Pénal - Informations professionnelles
Affaires - Pénal des affaires
05/11/2020
Une ordonnance renforçant le dispositif de gel des avoirs et d’interdiction de mise à disposition a été publiée le 4 novembre 2020. Objectif : une application immédiate et effective de la mesure. 
Prise sur le fondement de l’article 203 de la loi relative à la croissance et la transformation des entreprises (L. n° 2019-486, 22 mai 2019, JO 23 mai), l’ordonnance publiée le 4 novembre 2020 a pour objectif « d’assurer une mise en œuvre plus efficace, plus systématique et plus rapide des mesures de gel des avoirs » comme le précise le compte-rendu du conseil des ministres du 4 novembre 2020. En effet, l’article 203 de la loi Pacte autorisait le Gouvernement à prendre une ordonnance pour « compléter le dispositif existant de gel des fonds et ressources économiques, autoriser l'accès aux fichiers tenus par la direction générale des finances publiques pertinents pour les besoins de l'exercice de leurs missions par les agents des services de l'Etat chargés de mettre en œuvre ces décisions de gel et d'interdiction de mise à disposition et créer un dispositif ad hoc de transposition sans délai des mesures de gel prises par le Conseil de sécurité des Nations Unies ».
 
L’ordonnance renforçant le dispositif de gel des avoirs et d’interdiction de mise à disposition a donc été publiée. Ce dispositif permet de prévenir des activités criminelles ou terroristes en bloquant l’accès aux comptes bancaires et système financier ou en interdisant l’accès aux ressources économiques des personnes concernées. Le ministre de l’Économie, des Finances et de la Relance a précisé que 2 350 mesures de gel des avoirs sont actuellement en vigueur dont 637 visant des personnes et entités impliquées dans des actes de terrorisme. L’ordonnance vient donc assurer une application immédiate et effective des mesures.
 
Rappelons qu’une ordonnance publiée le 13 février 2020 a été prise sur le fondement du même article. Elle avait pour objet la transposition de la cinquième directive anti-blanchiment 2018/843 modifiant elle-même la directive 2015/849  Elle permet également de compléter la transposition de la quatrième directive anti-blanchiment 2015/849 ainsi que rationaliser et renforcer la cohérence de notre dispositif national de lutte contre le blanchiment des capitaux et le financement du terrorisme (Ord. n° 2020-115, 12 févr. 2020, JO 13 févr., v. Lutte contre le blanchiment et le financement du terrorisme : la transposition de la 5e directive effectuée, Actualités du droit, 14 févr. 2020).

Que faut-il retenir de l’ordonnance du 4 novembre 2020 ?
 

De nouvelles obligations LCB-FT
L’article 1er de l’ordonnance vient modifier l’article L. 561-2 du Code monétaire et financier pour préciser les obligations des agents immobiliers et des marchands d’or et métaux précieux en matière de lutte contre le blanchiment et le financement du terrorisme.

══════════

**Exercice proposé 1:** Reproduisez le passage de l'extrait sur le gel des avoirs qui commence aux mots « Rappelons qu’une ordonnance » et s'arrête après « 14 févr. 2020). ».
**Exercice proposé 2:** D'après l'extrait sur le gel des avoirs, combien de mesures de gel des avoirs sont actuellement en vigueur ?
**Exercice proposé 3:** Traduisez en anglais cette phrase de l'extrait sur le gel des avoirs : « Ce dispositif permet de prévenir des activités criminelles ou terroristes en bloquant l’accès aux comptes bancaires et système financier ou en interdisant l’accès aux ressources économiques des personnes concernées. »
Le matériel ci-après n'a aucun lien avec l'extrait sur le gel des avoirs.

**Données fournies:**
══════════

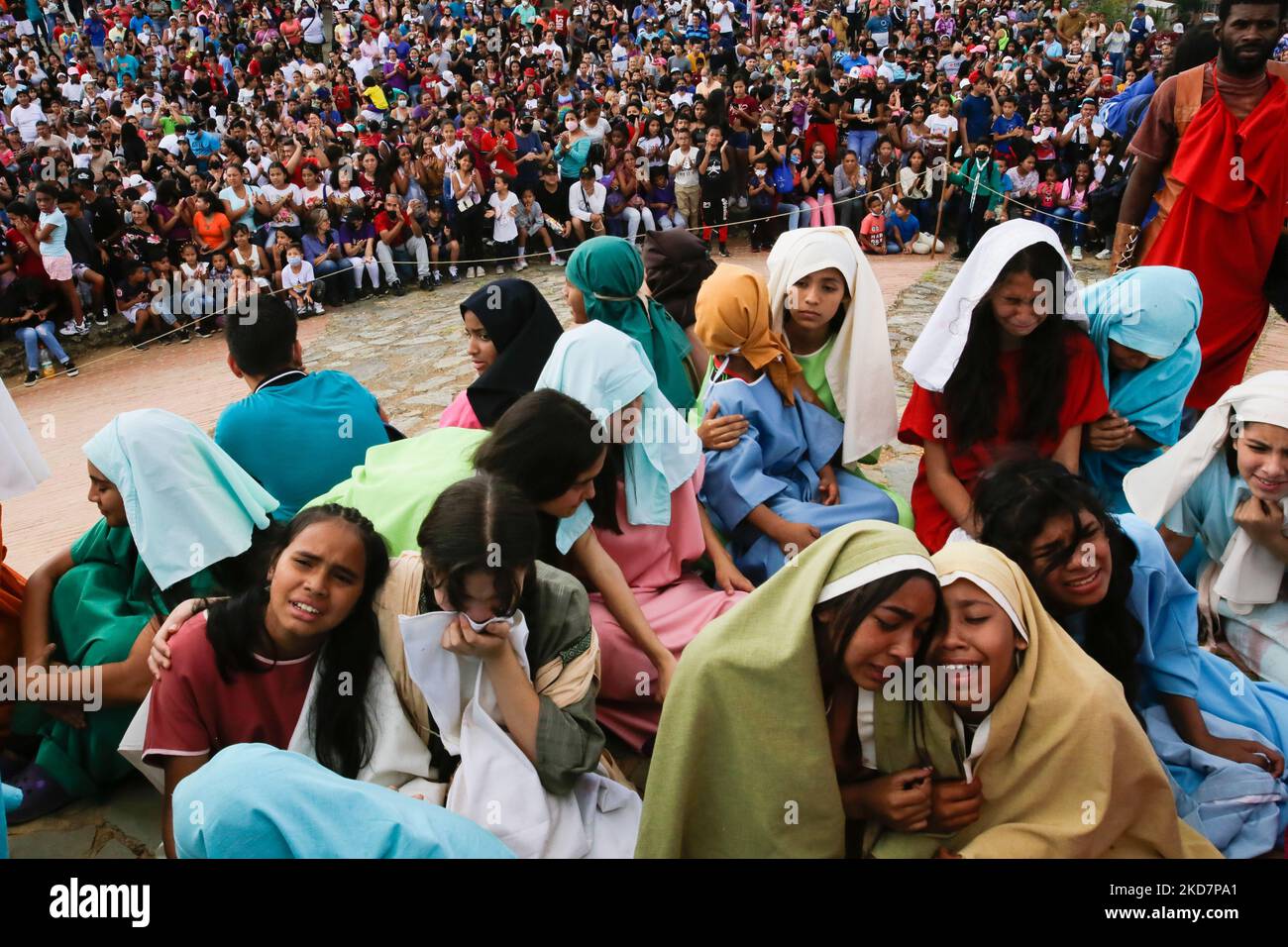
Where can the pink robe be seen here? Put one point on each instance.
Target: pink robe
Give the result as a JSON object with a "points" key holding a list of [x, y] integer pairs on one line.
{"points": [[675, 600], [460, 414]]}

══════════

**Réponse rédigée 1:**
Rappelons qu’une ordonnance publiée le 13 février 2020 a été prise sur le fondement du même article. Elle avait pour objet la transposition de la cinquième directive anti-blanchiment 2018/843 modifiant elle-même la directive 2015/849  Elle permet également de compléter la transposition de la quatrième directive anti-blanchiment 2015/849 ainsi que rationaliser et renforcer la cohérence de notre dispositif national de lutte contre le blanchiment des capitaux et le financement du terrorisme (Ord. n° 2020-115, 12 févr. 2020, JO 13 févr., v. Lutte contre le blanchiment et le financement du terrorisme : la transposition de la 5e directive effectuée, Actualités du droit, 14 févr. 2020).

**Réponse rédigée 2:** 2 350 mesures de gel des avoirs sont actuellement en vigueur.

**Réponse rédigée 3:** This mechanism makes it possible to prevent criminal or terrorist activities by blocking access to bank accounts and the financial system or by prohibiting access to the economic resources of the persons concerned.